Objective =>
Turn the lines below into a numbered list, dropping any blank lines.

Data records =>
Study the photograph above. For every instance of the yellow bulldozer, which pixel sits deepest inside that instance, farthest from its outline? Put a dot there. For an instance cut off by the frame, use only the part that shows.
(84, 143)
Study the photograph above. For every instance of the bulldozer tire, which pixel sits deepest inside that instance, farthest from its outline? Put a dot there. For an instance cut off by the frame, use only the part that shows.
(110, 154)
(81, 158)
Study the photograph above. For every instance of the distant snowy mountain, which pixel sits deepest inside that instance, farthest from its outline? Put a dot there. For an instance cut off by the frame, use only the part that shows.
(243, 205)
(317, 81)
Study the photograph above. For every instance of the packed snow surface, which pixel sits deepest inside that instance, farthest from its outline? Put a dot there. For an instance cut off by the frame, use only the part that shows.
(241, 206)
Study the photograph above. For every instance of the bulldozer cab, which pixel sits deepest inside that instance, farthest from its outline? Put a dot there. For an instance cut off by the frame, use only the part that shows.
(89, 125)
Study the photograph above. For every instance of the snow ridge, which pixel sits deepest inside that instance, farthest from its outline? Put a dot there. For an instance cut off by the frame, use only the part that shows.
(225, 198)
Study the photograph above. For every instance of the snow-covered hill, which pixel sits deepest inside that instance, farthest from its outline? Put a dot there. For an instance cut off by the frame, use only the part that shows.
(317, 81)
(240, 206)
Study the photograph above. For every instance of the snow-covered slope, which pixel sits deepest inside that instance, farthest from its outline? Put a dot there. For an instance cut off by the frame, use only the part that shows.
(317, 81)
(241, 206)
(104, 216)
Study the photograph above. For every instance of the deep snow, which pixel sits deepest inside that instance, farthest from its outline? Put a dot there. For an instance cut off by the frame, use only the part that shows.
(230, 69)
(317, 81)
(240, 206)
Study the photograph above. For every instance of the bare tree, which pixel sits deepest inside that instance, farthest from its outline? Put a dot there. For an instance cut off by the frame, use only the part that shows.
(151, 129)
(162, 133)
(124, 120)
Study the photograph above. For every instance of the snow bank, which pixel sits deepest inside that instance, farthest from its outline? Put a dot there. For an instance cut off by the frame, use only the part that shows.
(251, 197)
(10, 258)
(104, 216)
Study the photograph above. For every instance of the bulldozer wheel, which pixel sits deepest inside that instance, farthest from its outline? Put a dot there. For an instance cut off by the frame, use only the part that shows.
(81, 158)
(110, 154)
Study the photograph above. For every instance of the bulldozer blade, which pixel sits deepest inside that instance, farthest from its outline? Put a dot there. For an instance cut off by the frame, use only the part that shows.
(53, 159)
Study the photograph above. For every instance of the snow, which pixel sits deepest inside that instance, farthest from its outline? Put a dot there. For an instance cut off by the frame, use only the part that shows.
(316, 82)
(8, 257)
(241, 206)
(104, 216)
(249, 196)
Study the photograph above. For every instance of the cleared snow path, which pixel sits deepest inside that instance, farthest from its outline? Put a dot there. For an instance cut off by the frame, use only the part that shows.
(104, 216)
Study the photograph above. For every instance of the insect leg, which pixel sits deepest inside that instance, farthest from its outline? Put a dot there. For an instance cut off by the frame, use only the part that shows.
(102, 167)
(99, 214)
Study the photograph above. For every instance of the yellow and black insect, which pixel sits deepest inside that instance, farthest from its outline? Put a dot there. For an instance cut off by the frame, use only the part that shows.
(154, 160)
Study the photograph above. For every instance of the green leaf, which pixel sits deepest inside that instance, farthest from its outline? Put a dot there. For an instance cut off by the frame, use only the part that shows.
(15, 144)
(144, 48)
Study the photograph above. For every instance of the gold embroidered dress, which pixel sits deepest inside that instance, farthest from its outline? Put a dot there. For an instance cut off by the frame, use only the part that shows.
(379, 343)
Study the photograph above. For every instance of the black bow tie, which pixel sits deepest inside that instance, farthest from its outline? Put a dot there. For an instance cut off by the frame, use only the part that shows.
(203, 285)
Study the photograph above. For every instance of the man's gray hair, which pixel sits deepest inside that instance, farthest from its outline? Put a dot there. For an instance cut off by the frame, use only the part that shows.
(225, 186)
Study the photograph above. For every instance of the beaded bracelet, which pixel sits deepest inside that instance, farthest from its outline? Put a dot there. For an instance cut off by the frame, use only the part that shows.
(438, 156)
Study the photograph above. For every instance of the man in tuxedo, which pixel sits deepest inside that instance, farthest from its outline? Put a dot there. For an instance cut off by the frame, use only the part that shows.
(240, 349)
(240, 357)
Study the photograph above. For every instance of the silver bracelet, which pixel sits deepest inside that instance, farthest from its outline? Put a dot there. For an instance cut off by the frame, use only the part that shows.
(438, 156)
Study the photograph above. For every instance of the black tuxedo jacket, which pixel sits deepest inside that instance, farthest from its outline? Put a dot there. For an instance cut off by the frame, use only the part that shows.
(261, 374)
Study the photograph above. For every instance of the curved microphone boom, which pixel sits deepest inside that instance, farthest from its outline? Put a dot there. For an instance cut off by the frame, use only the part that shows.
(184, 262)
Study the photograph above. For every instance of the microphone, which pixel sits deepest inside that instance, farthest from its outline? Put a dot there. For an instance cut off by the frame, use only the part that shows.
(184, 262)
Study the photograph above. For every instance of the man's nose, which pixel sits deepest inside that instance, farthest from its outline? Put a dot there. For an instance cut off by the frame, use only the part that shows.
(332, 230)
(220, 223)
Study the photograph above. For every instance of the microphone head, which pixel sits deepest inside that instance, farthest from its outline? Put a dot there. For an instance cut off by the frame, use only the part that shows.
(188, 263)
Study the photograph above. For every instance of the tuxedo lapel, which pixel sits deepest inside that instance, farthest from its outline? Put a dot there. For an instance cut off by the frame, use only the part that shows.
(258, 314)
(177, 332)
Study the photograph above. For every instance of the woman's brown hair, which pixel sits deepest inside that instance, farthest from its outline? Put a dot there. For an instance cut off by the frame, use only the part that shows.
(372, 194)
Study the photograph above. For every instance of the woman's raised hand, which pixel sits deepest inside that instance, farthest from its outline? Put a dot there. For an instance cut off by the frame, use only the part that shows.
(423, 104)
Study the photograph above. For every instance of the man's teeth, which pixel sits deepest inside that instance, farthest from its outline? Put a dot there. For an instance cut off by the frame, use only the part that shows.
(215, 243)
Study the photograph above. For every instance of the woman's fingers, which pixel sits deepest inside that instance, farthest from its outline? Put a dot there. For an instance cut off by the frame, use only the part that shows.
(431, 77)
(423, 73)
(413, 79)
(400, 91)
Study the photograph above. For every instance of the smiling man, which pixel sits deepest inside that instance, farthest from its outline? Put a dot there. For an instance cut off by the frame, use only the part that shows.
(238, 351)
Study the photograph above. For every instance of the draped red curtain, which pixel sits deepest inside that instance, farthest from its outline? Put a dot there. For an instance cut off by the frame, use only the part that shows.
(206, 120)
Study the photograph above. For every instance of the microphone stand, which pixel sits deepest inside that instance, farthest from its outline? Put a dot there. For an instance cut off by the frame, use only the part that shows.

Final result =>
1. Study the photograph above. For every instance of the yellow bulldozer, which pixel sits deepest inside that instance, farthest from its outline? Put a dot there. For an instance cut off by the frame, use only the part that shows.
2. (84, 143)
3. Study the photograph above. For every instance of the bulldozer tire, which pixel sits deepest inside that instance, farthest from its outline? Put a dot there. For an instance cut off by the frame, use only the part that shows.
4. (110, 154)
5. (81, 158)
6. Study the photograph above. For every instance of the distant snowy mountain, which pixel sits deepest inside that instance, farthest from its outline? Put a dot there. For an instance cut off by the frame, use only the part that shows.
7. (243, 205)
8. (317, 81)
9. Study the photograph above. For every instance of the packed snow surface, which pixel sits deepest inside that instance, farthest from its outline? Put a dot there. For an instance cut off by the frame, use only the part that shows.
10. (241, 206)
11. Study the photograph above. For every instance of the bulldozer cab, which pixel sits deepest inside that instance, farthest from its outline? Put a dot there. For an instance cut off by the frame, use only the part that shows.
12. (89, 125)
13. Study the photograph above. For every instance of the snow ridge, which pixel sits deepest inside that instance, farthest from its outline? Put a dot there. For an instance cut off by the frame, use only the part that shows.
14. (225, 198)
15. Study the photograph above. For every instance of the snow-covered hill, which pixel sits deepest inside that instance, farthest from its outline? Put a dot there. For an instance cut off by the frame, use only the part that shows.
16. (317, 81)
17. (240, 206)
18. Study the photograph above. For every instance of the snow-covered slope, which pixel sits deepest inside that instance, farthest from its outline? Put a dot there. For an instance cut off by the frame, use only the part that shows.
19. (317, 81)
20. (241, 206)
21. (104, 216)
22. Study the photograph above. For every instance of the deep snow, which pixel sits deepest inside that instance, farthest from its outline? Put a dot there. For an instance cut off by the frame, use only the part that shows.
23. (230, 69)
24. (317, 81)
25. (240, 206)
26. Study the photograph above. For every instance of the bare tree, which pixel sits deepest inside that instance, farthest from its outline? Put a dot there. For an instance cut off by the frame, use only the part that shows.
27. (151, 129)
28. (162, 133)
29. (124, 120)
30. Study the photograph above. For every instance of the snow bank, which pixel sits deepest inside that instance, farthest from its outline? Put a dot there. For an instance cut off by the frame, use only the part that shows.
31. (251, 197)
32. (10, 258)
33. (104, 216)
34. Study the photograph above. For every instance of the bulldozer wheel, which pixel sits deepest inside that instance, farthest from its outline? Put a dot there. For an instance cut off by the frame, use only the part that shows.
35. (81, 158)
36. (110, 154)
37. Study the photograph above. For every instance of the bulldozer blade, which pixel sits deepest inside that instance, farthest from its outline? Put a dot there. For an instance cut off by the frame, use only the part that shows.
38. (53, 159)
39. Study the photograph above. For every instance of the snow, which pixel sits deepest inside that instance, farthest from its outline? Put a dot there. For an instance cut off by the frame, use only the part that shows.
40. (316, 82)
41. (8, 257)
42. (241, 206)
43. (104, 216)
44. (249, 196)
45. Study the photograph above. For every instance of the cleared snow path, which pixel sits deepest inside that instance, farthest from its outline? Put a dot there. For an instance cut off by the frame, use only the part that shows.
46. (104, 216)
47. Study the photograph above. For every instance of the insect leg, which pixel sits deepest inside that instance, farthest from its outline? Put a dot there. For an instance cut off by the frame, use only the part that shows.
48. (102, 167)
49. (99, 214)
50. Study the photograph above. For every instance of the yellow and black insect, which pixel sits deepest inside that instance, farthest from its outline? Put a dot there. For an instance cut off by the frame, use only the part that shows.
51. (154, 160)
52. Study the photograph above. For every instance of the green leaf, which pixel sits deepest inside that instance, farthest from its outline? Put a dot there. For an instance cut off by the frame, use only the part that shows.
53. (15, 144)
54. (144, 48)
55. Study the photograph above. For every instance of the gold embroidered dress, which pixel sits deepest inside that instance, farthest from its outline? Put a dot there. For an instance cut off by the frame, use only the part that shows.
56. (379, 343)
57. Study the photograph above. For every instance of the black bow tie, which pixel sits deepest inside that instance, farthest from its outline? Put a dot there. For an instance cut off by the frame, use only the part that shows.
58. (203, 285)
59. Study the photograph above. For every instance of the man's gray hair, which pixel sits deepest inside that instance, farthest from its outline? Put a dot there. For an instance cut off by the frame, use only the part that shows.
60. (225, 186)
61. Study the photograph above. For every instance of the beaded bracelet, which pixel sits deepest inside that instance, farthest from its outline? Put a dot there. For an instance cut off by the frame, use only the part that shows.
62. (438, 156)
63. Study the photograph above. For every instance of the man in tuxedo, which pixel sits deepest inside that instance, farthest from its outline? Put a dot there. For an instance cut off by the frame, use only the part that shows.
64. (240, 349)
65. (240, 357)
66. Study the photograph above. For every instance of the silver bracelet, which pixel sits deepest inside that instance, farthest from its outline? Put a dot there. For an instance cut off by the frame, use only the part that shows.
67. (438, 156)
68. Study the photograph above. For every instance of the black tuxedo jacket, which pixel sits deepest inside that instance, farthest from its outline? Put a dot there. For an instance cut off by the frame, use only the part that shows.
69. (261, 374)
70. Study the photograph above. For every instance of the curved microphone boom, which pixel sits deepest inside that instance, farthest from its outline? Put a dot there. For an instance cut off by the frame, use only the part that shows.
71. (184, 262)
72. Study the photograph above. For every instance of the microphone, which pixel sits deepest inside that instance, farthest from its outline? Put a dot there. For an instance cut off by the frame, use only the part that shows.
73. (184, 262)
74. Study the photograph above. For every instance of the man's nose, which pixel sits deepest inside that instance, farthest from its outline? Put a dot there. For an instance cut off by the frame, use only the part that shows.
75. (332, 230)
76. (220, 223)
77. Study the photograph above. For every instance of the microphone head, which pixel sits deepest inside that instance, farthest from its outline? Put a dot there. For an instance cut off by the frame, use only the part that shows.
78. (188, 263)
79. Study the photograph above. For every instance of the tuxedo lapel, which pixel sits deepest inside that instance, farthest from its outline? Put a dot there. For an instance cut off by the frame, use only the part that shows.
80. (258, 314)
81. (177, 332)
82. Study the photograph above. For every instance of the woman's brown hair, which pixel sits deepest inside that instance, farthest from its outline? Put a dot there. For an instance cut off by the frame, use only the part that shows.
83. (372, 194)
84. Study the photograph above. For every instance of the woman's raised hand, which pixel sits deepest inside that instance, farthest from its outline? Put a dot there. For an instance cut off by the frame, use only the part that shows.
85. (423, 104)
86. Study the photograph above. For every instance of the man's teeth, which pixel sits deepest inside that instance, farthest from its outline? Put a dot there. For an instance cut off by the frame, use only the part that shows.
87. (215, 243)
88. Study the photograph above. For every instance of the woman's fingers, which pixel sits deepest inside that instance, farthest from its outline? Put a dot there. For an instance cut off by the frame, use only the part that shows.
89. (431, 77)
90. (423, 73)
91. (413, 79)
92. (400, 91)
93. Study the photograph above. For every instance of the smiling man, which pixel sits deepest inside that instance, farthest from its outline? Put a dot there. For an instance cut off by the frame, use only the part that shows.
94. (238, 351)
95. Study the photograph above. For every instance of the draped red curtain, which pixel sits deepest inside that instance, farthest from its outline? Put a dot there. For an instance cut off by the frame, use only the part that shows.
96. (206, 120)
97. Study the photograph above. For every instance of the microphone stand, which pixel sits deepest inside that instance, farthest from its outline? Put a dot there. For an instance cut off by the frame, use only the part that shows.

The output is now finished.